• _OBJECTIVE_:
Please copy every row below word for word, leaving out the pictures.

• _RECORD EXTRACTS_:

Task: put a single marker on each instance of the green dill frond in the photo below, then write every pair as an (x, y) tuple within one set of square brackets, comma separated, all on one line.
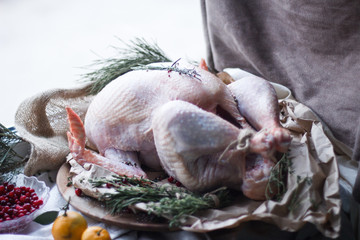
[(161, 200), (276, 186), (10, 162), (136, 53)]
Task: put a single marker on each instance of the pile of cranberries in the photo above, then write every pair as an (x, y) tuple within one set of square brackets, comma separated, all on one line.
[(16, 202)]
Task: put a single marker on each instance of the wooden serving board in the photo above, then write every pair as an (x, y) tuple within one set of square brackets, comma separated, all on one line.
[(94, 209)]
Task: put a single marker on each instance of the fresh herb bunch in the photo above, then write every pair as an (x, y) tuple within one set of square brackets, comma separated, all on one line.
[(10, 162), (173, 68), (276, 186), (136, 53), (173, 202)]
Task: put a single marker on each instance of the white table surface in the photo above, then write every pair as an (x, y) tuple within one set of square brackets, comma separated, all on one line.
[(46, 44)]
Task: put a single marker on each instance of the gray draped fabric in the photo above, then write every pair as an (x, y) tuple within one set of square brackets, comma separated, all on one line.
[(312, 47)]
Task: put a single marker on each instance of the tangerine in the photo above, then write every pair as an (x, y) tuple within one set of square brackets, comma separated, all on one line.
[(95, 233), (69, 226)]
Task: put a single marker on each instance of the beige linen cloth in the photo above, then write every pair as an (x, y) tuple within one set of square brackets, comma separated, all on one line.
[(41, 120)]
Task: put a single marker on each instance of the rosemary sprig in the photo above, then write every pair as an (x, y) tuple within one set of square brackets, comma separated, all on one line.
[(162, 200), (136, 53), (10, 162), (173, 68), (276, 186), (295, 202)]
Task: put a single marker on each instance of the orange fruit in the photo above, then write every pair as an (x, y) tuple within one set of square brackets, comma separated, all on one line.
[(95, 233), (69, 226)]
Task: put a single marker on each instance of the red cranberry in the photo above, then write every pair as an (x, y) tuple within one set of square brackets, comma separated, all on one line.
[(78, 192), (10, 187), (171, 179)]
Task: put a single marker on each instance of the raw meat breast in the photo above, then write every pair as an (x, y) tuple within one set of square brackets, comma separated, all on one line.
[(120, 116), (167, 120)]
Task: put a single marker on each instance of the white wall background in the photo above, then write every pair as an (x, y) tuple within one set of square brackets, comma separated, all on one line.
[(46, 44)]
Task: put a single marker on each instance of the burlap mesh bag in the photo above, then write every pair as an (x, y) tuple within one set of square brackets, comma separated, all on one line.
[(42, 121)]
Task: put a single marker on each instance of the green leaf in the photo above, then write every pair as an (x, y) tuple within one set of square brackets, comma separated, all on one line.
[(46, 217)]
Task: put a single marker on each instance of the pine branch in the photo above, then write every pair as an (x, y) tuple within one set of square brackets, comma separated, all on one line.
[(137, 53), (162, 200), (173, 68), (276, 186)]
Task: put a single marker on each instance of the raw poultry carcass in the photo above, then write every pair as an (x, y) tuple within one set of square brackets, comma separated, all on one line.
[(192, 145), (257, 102), (118, 121), (124, 117)]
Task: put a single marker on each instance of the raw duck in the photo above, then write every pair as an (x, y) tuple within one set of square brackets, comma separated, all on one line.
[(192, 144), (257, 102), (124, 117)]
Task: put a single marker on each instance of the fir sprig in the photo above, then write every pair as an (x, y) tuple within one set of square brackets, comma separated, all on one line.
[(136, 53), (10, 162), (191, 72), (276, 186), (167, 200)]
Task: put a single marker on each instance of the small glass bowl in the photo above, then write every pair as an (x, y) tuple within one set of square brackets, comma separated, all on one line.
[(42, 191)]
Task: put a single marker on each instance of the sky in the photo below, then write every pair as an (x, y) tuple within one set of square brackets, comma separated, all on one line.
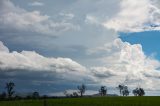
[(51, 46)]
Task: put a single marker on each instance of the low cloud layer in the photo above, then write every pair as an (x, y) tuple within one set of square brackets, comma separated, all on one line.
[(123, 63)]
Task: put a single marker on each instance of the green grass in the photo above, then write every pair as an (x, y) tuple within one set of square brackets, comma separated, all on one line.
[(96, 101)]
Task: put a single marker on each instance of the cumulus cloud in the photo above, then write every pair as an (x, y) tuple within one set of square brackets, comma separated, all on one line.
[(135, 16), (32, 61), (126, 63), (14, 17)]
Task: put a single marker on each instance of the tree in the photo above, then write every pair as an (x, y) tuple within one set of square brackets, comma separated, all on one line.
[(120, 87), (103, 91), (82, 89), (35, 95), (125, 91), (138, 92), (3, 95), (10, 86), (75, 94)]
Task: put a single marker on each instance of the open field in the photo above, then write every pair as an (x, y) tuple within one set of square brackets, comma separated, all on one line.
[(94, 101)]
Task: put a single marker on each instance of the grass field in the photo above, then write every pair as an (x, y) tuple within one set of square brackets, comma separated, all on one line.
[(94, 101)]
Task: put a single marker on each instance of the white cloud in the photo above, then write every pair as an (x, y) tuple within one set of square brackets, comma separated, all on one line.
[(36, 3), (14, 17), (135, 16), (126, 63), (32, 61)]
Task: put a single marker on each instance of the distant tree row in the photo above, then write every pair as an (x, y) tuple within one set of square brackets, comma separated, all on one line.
[(123, 89), (10, 93)]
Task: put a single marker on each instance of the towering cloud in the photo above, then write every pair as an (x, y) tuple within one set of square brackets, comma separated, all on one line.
[(135, 16)]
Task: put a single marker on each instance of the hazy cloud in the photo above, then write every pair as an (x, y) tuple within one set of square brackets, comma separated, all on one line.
[(14, 17)]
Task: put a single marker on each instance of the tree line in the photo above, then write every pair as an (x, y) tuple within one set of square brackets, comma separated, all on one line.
[(81, 89)]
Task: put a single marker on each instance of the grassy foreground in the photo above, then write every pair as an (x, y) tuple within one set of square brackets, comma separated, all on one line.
[(94, 101)]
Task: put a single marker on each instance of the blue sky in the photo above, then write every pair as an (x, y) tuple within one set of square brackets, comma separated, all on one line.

• _FINAL RESULT_:
Task: put a single marker on each instance of the green dill frond in the photo below, then write every pair as an (x, y) tuple within one set of square brackets, comma separated, all on one line.
[(161, 200), (276, 186), (10, 162), (136, 53)]
Task: put a single marker on each instance of the pile of cranberries in the photo above, then write every pair as an (x, y) tuple within one set of square brackets, comma separated, all on one line.
[(16, 202)]
Task: put a single marker on each instance of the wooden serving board in the photo above, then write every pair as an (x, y) tuple within one set of square brackets, comma separated, all on one line.
[(94, 209)]
Task: put a single marker on each instance of the fresh herb bunch in the photo above, then write every pair as an (x, y) tuple within one set of square brackets, comma separated, all on one line.
[(10, 162), (173, 68), (276, 186), (136, 53), (173, 202)]
Task: put a single marker on each instance of the white table surface in the photo above, then write every pair as an (x, y) tuple within one set of square brackets, comma separated, all on one line.
[(46, 44)]
Task: put a single marker on each instance of the gray draped fabric in the photo above, then write every pair as an (x, y) tuple within one set of square brackets, comma separated, all on one line.
[(312, 47)]
Task: put a single marker on each instance of the tangerine in the photo above, then write every pair as an (x, y) tuple within one set of square brackets, comma separated, all on one line.
[(95, 233), (69, 226)]
Task: put a single marker on each instance of the beige linen cloth in the photo above, then write every pair as an (x, y) tuple within one set of square brackets, comma separated, all on one line.
[(41, 120)]
Task: put a single marker on each instance of the rosemary sprig in the photo above, then write every pair as an (x, y) tuple within one set of square brackets, comma separated, all on one line.
[(162, 200), (136, 53), (10, 162), (173, 68), (276, 186), (295, 202)]
Task: put a single marker on each instance of the orange fruit in the photo above, then write every pair as an (x, y) tuple within one set of square brackets, comma separated, all on one line.
[(95, 233), (69, 226)]
Task: put a single marker on each instance of the red cranberry in the photo above, then write every pair as an (x, y) tuple within one set of square brackets, comma separated, all on one line.
[(78, 192), (10, 187), (171, 179)]
Task: put a single marker on each instance of the raw meat breast in the photo above, then write every pair as an (x, y) tuple within one set of square brackets, comma separated, all on one line.
[(120, 116), (167, 120)]
Task: put a single marker on each instance of the white wall background in the photo above, then write every pair as an (x, y) tuple within one set of square brackets, comma separated, all on one line.
[(46, 44)]
Task: put a single marker on each instance of the burlap mesh bag in the photo above, then write every pair as an (x, y) tuple within one set of square brackets, comma separated, all on one line.
[(42, 121)]
Task: put a single marker on each instance of the green leaf in the photo above, then write every pair as an (x, y) tuple within one set of square brackets, comma separated, all on one line.
[(46, 217)]
Task: put a single marker on each instance of the pine branch in the photo above, then write every pair as an (x, y) tuple within one set of square brackets, comma separated, all on one line.
[(137, 53), (162, 200), (173, 68), (276, 186)]
Task: put a single marker on each instance of the raw poultry carcass in the photo above, then write every pair as an (x, y) tuple within one set of square brackets, comma separated, all on one line.
[(192, 145), (257, 102), (118, 121), (124, 117)]
Task: put a single marker on each instance of the raw duck in the photo above, then write every pair as an (x, y) tuple within one set of square brackets, comma separated, all on one line.
[(192, 144), (257, 102), (124, 117)]
Task: put a single marker on each instance of the fir sprig in the photo above, then write every pair as an (x, y) tuple within one set of square brackets, comma separated, all on one line.
[(136, 53), (10, 162), (191, 72), (276, 186), (167, 200)]
Task: put a single marker on each instance of the small glass bowl in the photo above, then write every pair as an (x, y) tuple within one set of square brackets, comma separated, all on one line.
[(42, 191)]
Task: put a single marker on each instance of the sky in the photo below, then write every pair as an (x, y) tuple within one set of square brackets, comma separated, all on one line.
[(51, 46)]
Task: put a single marker on each instance of the low cloud layer in the photo above, then write every pair as an (x, y) tuple within one set of square brackets, comma separated, all on one line.
[(123, 63)]
Task: put a single marker on each instance of the green grass in the photo above, then write every pair as an (x, y) tuple within one set of square brackets, comma separated, all on one line.
[(96, 101)]
Task: put a single marker on each instance of the cumulus cloud in the photo above, then write every pair as an (x, y) tuple within one set of square brackets, comma separated, all on one line.
[(135, 16), (32, 61), (126, 63), (14, 17)]
Task: put a single marker on each instance of the tree in the photo above, then write every pair as an (x, y) tuple within one set of square brackets, comma separated, all on one line.
[(120, 87), (103, 91), (82, 89), (35, 95), (125, 91), (138, 92), (3, 95), (10, 86), (75, 94)]
Task: put a single marker on each instance of the open field in the photo above, then write every pair as an (x, y) tuple within one set of square brackets, comma separated, all on one line.
[(94, 101)]
Task: put a single marker on each instance of the grass field in the photo above, then write every pair as an (x, y) tuple within one set of square brackets, comma separated, all on one line.
[(94, 101)]
Task: put a single marker on each instance of the white cloud in the photo above, then write every pair as an (x, y) tuple within one set of square brackets, comma separated, all on one line.
[(36, 3), (14, 17), (135, 16), (126, 63), (32, 61)]
Task: put a single marker on each instance of the distant tree row in the photo above, then write every pair as an (x, y) tuple within one set of square brackets, comma separated, all on one line.
[(123, 89), (10, 93)]
Task: put a single marker on each instance of the towering cloud in the photo above, then write every pair as an (x, y) tuple within one set of square brackets, comma separated, all on one line.
[(135, 16)]
Task: put a single marker on each instance of the hazy cloud in the photo above, then write every pair as an (x, y) tuple within one set of square brackets, comma separated, all on one line.
[(14, 17)]
Task: put a single marker on each instance of the tree line in the photo above, then write every pair as an (x, y) tuple within one set of square brackets, comma separated, all on one line.
[(81, 89)]
Task: put a single marker on each instance of the grassy foreground in the photo above, then write every pair as an (x, y) tuple within one set of square brackets, comma separated, all on one line.
[(94, 101)]
Task: put a single marker on each instance of the blue sky in the photo above, then write every pair as an (x, y) tuple within one set of square brackets, comma separated, all on one line.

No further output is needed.